Selected excerpt:
________________________________________

Julie Zhuo
May 22 · 5 min read

Dear Young Julie,

You won’t be aware of this for nearly another two decades, but May is Asian/Pacific American Heritage month. I can picture you now as I tell you this, seventeen years old with brows furrowed, sprawled out on that perpetually disheveled bed surrounded by posters of smoldering pop star gazes: “Why would I celebrate that?”

And I get it. Up to this point, being Asian-American feels like wearing too-tight wool pantyhose. There isn’t a moment when you aren’t aware of it, it’s constricting, scratchy texture like a second skin. From the moment you arrived, a six-year-old immigrant from China, blinking and bewildered after her first solo flight to meet parents she hadn’t seen in years, this new membrane has clung to you, whispering of a desire that colors all the memories of your childhood: I wish I belonged.

At first it was the language.

Before, in Shanghai, you were the neighborhood ringleader, rallying the cousins and neighbors from the nearby long tang’s into new iterations of misadventure. There are grainy home videos of you breathless with laughter as you tumble out the door yelling at the other children. Tian bu pa, di bu pa, your grandmother muttered. Unafraid of the sky, unafraid of the earth.

Now, in this new land, no one understands you. This new language, ying wen, is thick and slow on your tongue. Your parents — strangers still — wear hopeful, anxious smiles as they label the sparse furniture in your new tiny apartment to help you adjust — table, chair, toilet. At school, in a disagreement over popsicles, the first friend you made turns to you crossly and screams: “Speak in English, Li Zhuo!”

________________________________________

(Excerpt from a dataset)

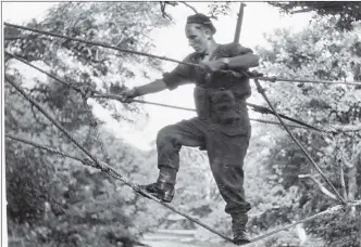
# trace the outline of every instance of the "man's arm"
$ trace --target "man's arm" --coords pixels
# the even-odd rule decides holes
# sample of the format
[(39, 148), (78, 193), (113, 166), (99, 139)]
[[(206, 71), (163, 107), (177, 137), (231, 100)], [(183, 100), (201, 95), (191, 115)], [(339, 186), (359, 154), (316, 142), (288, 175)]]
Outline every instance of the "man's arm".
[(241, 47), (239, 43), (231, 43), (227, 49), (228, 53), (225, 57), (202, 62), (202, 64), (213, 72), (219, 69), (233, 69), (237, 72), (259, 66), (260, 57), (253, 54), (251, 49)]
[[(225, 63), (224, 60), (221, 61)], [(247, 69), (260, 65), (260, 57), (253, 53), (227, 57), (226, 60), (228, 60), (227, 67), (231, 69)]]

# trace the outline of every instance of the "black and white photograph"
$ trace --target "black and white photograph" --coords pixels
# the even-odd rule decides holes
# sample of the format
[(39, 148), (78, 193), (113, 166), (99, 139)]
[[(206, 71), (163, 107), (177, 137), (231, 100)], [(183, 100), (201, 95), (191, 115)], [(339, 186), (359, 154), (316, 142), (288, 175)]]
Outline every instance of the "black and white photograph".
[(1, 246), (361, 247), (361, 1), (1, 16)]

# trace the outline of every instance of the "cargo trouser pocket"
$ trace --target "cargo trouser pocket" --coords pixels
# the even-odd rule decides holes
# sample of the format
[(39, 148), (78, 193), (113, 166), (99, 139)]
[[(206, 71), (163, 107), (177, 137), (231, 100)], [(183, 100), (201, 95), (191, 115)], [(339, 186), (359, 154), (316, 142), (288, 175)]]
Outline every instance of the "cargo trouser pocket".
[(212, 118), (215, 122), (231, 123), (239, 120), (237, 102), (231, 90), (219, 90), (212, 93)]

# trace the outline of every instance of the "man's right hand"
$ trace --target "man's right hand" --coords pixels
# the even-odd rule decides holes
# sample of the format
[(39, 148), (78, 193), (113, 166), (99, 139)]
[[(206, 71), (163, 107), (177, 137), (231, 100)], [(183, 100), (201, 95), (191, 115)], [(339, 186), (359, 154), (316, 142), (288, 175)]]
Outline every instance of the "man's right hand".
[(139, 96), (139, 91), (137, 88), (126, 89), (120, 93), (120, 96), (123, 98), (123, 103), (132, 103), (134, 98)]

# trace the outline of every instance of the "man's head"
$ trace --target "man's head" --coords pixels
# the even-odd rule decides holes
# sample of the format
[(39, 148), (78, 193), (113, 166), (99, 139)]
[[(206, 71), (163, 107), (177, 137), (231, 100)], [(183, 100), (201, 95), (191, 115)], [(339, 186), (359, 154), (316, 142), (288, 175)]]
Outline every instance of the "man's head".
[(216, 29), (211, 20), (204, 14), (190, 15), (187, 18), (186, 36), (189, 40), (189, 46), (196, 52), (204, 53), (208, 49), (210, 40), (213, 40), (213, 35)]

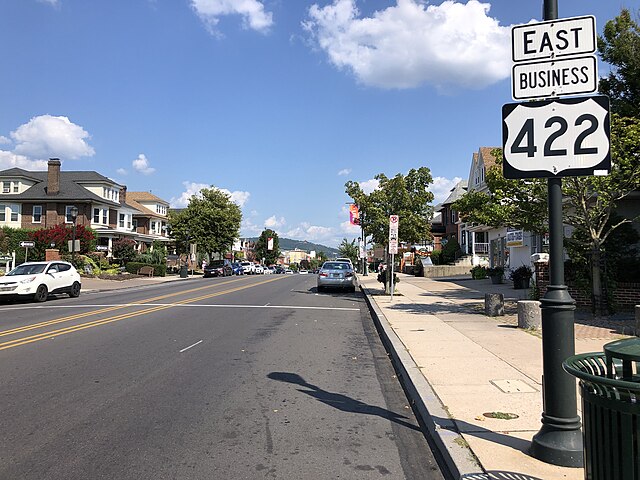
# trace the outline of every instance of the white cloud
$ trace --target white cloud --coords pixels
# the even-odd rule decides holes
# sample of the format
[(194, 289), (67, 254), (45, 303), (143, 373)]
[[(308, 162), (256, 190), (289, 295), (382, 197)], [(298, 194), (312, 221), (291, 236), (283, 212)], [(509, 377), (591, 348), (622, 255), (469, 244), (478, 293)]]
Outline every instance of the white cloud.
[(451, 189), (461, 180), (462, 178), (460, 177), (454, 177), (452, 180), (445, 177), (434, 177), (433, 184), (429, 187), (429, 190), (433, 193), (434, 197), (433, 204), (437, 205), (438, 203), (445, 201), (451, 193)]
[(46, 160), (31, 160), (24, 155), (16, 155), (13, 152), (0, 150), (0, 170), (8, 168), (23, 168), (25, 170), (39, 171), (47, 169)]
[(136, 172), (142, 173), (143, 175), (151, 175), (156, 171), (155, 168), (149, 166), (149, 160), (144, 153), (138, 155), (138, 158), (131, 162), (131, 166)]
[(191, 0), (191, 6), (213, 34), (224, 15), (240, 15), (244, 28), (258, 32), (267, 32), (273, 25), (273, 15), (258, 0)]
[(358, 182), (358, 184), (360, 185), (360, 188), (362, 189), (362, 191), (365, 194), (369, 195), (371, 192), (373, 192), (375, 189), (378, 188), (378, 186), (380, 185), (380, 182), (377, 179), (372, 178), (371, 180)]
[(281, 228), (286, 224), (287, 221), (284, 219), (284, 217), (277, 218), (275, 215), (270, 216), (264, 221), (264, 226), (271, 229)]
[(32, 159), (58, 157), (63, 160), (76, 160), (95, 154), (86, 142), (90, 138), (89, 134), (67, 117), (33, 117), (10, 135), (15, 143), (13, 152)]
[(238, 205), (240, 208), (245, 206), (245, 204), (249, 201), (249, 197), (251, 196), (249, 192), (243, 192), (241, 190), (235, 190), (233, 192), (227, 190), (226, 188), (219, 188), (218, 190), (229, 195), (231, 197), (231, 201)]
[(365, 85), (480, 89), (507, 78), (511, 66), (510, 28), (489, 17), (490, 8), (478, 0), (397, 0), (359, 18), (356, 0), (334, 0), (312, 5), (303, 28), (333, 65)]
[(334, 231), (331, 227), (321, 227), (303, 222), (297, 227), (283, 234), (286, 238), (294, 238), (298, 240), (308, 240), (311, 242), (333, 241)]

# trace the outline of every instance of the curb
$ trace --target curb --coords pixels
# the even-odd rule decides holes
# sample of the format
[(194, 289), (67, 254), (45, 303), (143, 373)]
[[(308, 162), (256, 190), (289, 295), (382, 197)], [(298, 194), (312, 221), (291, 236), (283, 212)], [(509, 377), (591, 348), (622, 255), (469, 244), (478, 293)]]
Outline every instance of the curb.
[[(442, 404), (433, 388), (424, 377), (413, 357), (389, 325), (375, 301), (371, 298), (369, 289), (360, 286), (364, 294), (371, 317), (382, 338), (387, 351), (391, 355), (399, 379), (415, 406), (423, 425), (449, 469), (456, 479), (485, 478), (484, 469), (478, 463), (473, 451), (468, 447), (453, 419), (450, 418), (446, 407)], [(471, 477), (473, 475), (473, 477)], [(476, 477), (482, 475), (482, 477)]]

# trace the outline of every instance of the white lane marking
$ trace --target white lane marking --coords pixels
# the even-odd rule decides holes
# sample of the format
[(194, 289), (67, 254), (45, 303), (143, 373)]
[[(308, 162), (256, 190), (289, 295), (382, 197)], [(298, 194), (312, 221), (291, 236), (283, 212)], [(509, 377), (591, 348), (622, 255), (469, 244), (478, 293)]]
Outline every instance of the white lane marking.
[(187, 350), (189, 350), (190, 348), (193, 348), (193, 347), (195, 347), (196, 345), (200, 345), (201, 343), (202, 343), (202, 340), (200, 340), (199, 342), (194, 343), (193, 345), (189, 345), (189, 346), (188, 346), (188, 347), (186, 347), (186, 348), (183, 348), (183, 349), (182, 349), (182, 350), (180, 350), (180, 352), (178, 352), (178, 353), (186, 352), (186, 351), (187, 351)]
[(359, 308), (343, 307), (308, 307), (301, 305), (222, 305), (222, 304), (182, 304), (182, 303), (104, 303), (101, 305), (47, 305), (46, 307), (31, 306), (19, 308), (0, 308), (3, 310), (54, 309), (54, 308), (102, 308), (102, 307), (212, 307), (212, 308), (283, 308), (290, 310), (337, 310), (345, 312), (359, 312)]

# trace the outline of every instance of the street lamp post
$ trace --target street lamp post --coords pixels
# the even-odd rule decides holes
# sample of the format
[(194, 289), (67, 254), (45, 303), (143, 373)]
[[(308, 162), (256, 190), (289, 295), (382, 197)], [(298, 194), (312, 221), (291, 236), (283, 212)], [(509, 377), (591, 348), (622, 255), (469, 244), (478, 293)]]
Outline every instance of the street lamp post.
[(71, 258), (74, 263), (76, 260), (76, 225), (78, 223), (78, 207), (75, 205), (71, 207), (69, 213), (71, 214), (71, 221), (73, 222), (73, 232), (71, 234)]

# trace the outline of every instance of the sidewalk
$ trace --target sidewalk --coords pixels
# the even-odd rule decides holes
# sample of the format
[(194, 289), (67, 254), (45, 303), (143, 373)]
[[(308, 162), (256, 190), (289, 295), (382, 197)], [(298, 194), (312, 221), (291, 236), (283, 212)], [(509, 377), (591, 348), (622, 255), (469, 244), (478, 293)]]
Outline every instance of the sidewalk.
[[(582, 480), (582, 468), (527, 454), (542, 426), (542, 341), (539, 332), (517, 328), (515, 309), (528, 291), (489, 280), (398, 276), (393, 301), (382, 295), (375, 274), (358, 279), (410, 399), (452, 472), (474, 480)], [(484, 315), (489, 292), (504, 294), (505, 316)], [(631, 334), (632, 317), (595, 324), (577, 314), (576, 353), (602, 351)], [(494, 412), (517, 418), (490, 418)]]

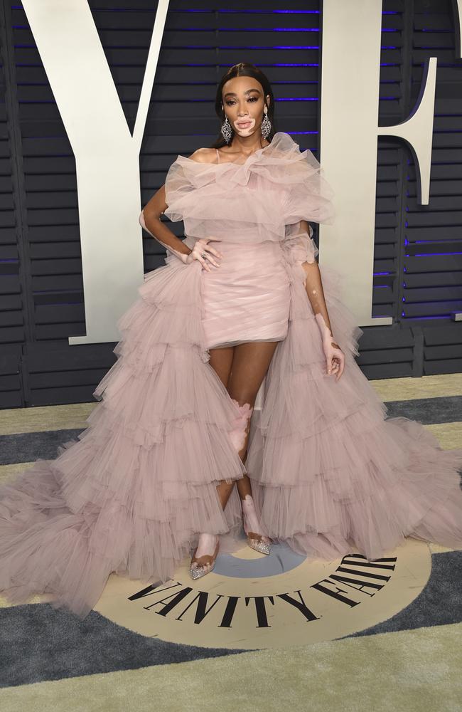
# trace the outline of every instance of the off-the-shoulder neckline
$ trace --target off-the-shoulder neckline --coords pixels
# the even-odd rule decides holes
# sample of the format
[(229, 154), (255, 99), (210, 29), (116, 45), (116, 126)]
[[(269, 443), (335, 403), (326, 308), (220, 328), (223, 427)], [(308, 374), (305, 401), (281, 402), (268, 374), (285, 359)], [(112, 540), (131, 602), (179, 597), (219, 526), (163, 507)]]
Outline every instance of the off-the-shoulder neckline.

________________________________________

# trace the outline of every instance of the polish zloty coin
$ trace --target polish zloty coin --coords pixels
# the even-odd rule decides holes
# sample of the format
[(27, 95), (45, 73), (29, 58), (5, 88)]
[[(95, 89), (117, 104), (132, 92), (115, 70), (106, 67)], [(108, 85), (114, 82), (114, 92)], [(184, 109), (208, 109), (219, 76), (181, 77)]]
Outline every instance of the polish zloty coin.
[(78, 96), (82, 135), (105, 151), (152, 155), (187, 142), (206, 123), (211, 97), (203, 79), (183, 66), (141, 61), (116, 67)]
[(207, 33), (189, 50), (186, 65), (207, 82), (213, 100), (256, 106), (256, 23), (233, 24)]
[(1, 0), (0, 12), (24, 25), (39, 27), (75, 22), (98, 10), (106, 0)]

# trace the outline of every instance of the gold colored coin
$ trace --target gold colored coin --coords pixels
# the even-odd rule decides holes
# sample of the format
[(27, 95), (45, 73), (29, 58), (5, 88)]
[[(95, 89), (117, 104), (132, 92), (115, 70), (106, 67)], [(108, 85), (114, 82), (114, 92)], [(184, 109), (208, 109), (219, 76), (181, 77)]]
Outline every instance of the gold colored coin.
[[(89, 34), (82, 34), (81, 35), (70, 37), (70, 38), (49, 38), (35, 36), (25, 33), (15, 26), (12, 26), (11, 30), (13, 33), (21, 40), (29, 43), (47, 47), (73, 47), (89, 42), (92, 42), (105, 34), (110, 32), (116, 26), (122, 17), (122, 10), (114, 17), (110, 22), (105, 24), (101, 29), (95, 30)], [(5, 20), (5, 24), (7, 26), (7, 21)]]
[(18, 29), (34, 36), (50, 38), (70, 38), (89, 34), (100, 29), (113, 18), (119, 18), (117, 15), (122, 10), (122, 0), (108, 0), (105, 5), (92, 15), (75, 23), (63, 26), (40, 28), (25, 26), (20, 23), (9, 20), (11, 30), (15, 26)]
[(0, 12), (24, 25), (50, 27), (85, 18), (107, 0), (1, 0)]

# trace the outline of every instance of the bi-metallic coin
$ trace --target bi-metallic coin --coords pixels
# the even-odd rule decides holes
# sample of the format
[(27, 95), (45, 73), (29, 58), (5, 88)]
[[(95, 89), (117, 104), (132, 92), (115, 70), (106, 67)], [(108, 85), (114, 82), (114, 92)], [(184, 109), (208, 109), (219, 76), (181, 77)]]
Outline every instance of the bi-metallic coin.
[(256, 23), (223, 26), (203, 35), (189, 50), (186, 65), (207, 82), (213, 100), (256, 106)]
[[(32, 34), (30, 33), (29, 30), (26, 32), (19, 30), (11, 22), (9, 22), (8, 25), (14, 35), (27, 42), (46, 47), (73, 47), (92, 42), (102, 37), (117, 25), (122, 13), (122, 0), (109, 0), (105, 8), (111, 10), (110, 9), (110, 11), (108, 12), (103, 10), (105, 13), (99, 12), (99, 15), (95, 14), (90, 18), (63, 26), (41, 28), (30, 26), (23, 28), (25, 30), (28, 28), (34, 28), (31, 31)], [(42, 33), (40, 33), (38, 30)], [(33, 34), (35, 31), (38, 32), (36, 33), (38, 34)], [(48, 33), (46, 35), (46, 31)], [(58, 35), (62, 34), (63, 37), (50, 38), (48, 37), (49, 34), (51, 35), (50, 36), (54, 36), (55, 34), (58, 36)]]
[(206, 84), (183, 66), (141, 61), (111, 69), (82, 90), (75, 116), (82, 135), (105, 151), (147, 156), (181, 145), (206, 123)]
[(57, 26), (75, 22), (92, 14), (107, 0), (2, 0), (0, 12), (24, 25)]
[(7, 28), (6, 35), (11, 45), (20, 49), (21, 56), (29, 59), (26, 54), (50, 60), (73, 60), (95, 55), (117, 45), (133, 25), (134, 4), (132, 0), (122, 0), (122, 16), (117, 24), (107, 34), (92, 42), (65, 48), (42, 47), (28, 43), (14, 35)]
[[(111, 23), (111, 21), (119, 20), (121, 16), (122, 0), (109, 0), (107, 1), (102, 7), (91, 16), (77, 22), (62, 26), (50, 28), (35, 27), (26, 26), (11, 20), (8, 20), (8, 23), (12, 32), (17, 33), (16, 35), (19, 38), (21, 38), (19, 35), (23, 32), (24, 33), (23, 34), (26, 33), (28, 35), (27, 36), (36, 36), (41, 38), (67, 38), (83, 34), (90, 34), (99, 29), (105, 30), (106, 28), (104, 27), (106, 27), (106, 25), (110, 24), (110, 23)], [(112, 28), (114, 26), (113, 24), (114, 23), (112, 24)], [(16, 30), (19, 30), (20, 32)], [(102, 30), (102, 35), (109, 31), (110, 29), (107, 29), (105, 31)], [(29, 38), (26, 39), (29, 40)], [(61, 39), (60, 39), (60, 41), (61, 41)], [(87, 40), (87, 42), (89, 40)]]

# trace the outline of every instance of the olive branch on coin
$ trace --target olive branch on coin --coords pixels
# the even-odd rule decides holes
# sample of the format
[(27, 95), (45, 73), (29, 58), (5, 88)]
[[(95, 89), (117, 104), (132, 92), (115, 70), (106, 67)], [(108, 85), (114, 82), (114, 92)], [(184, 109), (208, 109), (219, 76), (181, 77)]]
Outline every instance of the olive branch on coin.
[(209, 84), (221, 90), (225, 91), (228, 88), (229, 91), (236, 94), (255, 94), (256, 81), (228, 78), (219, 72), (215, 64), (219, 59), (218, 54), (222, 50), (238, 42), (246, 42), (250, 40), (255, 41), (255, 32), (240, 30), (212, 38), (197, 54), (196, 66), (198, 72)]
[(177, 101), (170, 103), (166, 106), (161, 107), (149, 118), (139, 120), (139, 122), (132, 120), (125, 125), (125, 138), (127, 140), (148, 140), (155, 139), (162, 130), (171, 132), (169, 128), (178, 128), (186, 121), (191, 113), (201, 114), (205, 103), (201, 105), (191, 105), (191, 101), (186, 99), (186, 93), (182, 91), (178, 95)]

________________________________________

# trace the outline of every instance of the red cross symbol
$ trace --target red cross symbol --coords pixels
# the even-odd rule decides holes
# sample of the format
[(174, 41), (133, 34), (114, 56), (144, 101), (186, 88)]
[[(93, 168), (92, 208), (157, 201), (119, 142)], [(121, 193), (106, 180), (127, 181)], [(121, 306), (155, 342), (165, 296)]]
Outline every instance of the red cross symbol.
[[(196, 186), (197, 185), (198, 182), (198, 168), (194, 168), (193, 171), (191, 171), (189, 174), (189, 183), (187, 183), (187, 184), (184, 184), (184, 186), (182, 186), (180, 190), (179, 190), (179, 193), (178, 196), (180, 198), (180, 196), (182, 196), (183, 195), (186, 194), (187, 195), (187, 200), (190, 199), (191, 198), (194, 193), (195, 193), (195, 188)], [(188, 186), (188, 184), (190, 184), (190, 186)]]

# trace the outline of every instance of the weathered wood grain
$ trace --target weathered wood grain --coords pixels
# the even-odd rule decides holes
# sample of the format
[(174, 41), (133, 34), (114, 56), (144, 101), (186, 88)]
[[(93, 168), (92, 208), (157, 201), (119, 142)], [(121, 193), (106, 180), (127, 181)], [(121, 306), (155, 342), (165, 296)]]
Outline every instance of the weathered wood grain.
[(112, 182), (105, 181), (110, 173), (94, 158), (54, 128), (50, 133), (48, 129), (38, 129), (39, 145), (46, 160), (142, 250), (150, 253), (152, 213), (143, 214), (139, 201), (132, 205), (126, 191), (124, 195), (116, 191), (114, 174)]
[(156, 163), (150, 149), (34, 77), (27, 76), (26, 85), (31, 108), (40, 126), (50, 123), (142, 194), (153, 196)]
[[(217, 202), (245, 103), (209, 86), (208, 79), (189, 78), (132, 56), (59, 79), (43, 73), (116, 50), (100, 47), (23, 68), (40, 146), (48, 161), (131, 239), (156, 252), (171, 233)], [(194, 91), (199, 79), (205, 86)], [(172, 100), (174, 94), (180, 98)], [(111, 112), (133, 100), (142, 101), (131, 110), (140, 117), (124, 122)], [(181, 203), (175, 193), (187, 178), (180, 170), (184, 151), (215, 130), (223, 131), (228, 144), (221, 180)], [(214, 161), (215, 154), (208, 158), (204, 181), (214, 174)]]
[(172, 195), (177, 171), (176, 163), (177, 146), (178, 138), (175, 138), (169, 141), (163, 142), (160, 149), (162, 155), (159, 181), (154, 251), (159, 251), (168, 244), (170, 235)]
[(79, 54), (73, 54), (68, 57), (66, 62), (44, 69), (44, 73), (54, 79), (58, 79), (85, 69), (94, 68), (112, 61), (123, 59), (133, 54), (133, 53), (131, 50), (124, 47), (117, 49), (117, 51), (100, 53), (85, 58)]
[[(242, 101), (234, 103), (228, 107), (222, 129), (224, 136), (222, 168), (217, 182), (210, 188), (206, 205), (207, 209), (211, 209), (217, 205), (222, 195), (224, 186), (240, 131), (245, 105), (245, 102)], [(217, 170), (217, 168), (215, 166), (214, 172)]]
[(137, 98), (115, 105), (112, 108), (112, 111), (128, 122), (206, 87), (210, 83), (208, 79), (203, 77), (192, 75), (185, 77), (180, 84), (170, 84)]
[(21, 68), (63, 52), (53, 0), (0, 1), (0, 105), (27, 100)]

________________________________________

Written tasks:
[a] Reproduce the passage of the letter to Young Julie between "You won’t be" and "wish I belonged.", inclusive.
[b] According to the letter to Young Julie, how old was the young immigrant on arriving from China?
[c] Pick up the letter to Young Julie at the point where it stops, and continue writing it.
This material was drawn from a separate source.

Answer list:
[a]
You won’t be aware of this for nearly another two decades, but May is Asian/Pacific American Heritage month. I can picture you now as I tell you this, seventeen years old with brows furrowed, sprawled out on that perpetually disheveled bed surrounded by posters of smoldering pop star gazes: “Why would I celebrate that?”

And I get it. Up to this point, being Asian-American feels like wearing too-tight wool pantyhose. There isn’t a moment when you aren’t aware of it, it’s constricting, scratchy texture like a second skin. From the moment you arrived, a six-year-old immigrant from China, blinking and bewildered after her first solo flight to meet parents she hadn’t seen in years, this new membrane has clung to you, whispering of a desire that colors all the memories of your childhood: I wish I belonged.

[b] Six years old.

[c]
A few years in, it is no longer the language. You master that the way you master the other subjects in school, like ticking checkboxes off an instruction form. Still, there are daily reminders.

At six, it is the Chinese bowl cut your mom gives you that makes the other kids push you into the boys’ line at school.

At seven, it is hearing stories of the Tooth Fairy and jabbing sharply at your loose tooth so you can place it underneath your pillow that night. The next morning, it is still there where you left it, caked with dried blood and disappointment.

At eight, it is a classmate’s older brother threatening to “teach you a lesson, Chink” after a playground squabble.

At ten, it is a sleepover at a friends’ house that feels like entering a foreign kingdom — layers of ruffled pillows on a “daybed”, a backyard innovation of endless fun called a “trampoline,” peanut butter and jelly sandwiches instead of fried rice as afternoon snack, walls covered with family photos and homey little phrases you don’t quite understand like “Home is where the hearth is.”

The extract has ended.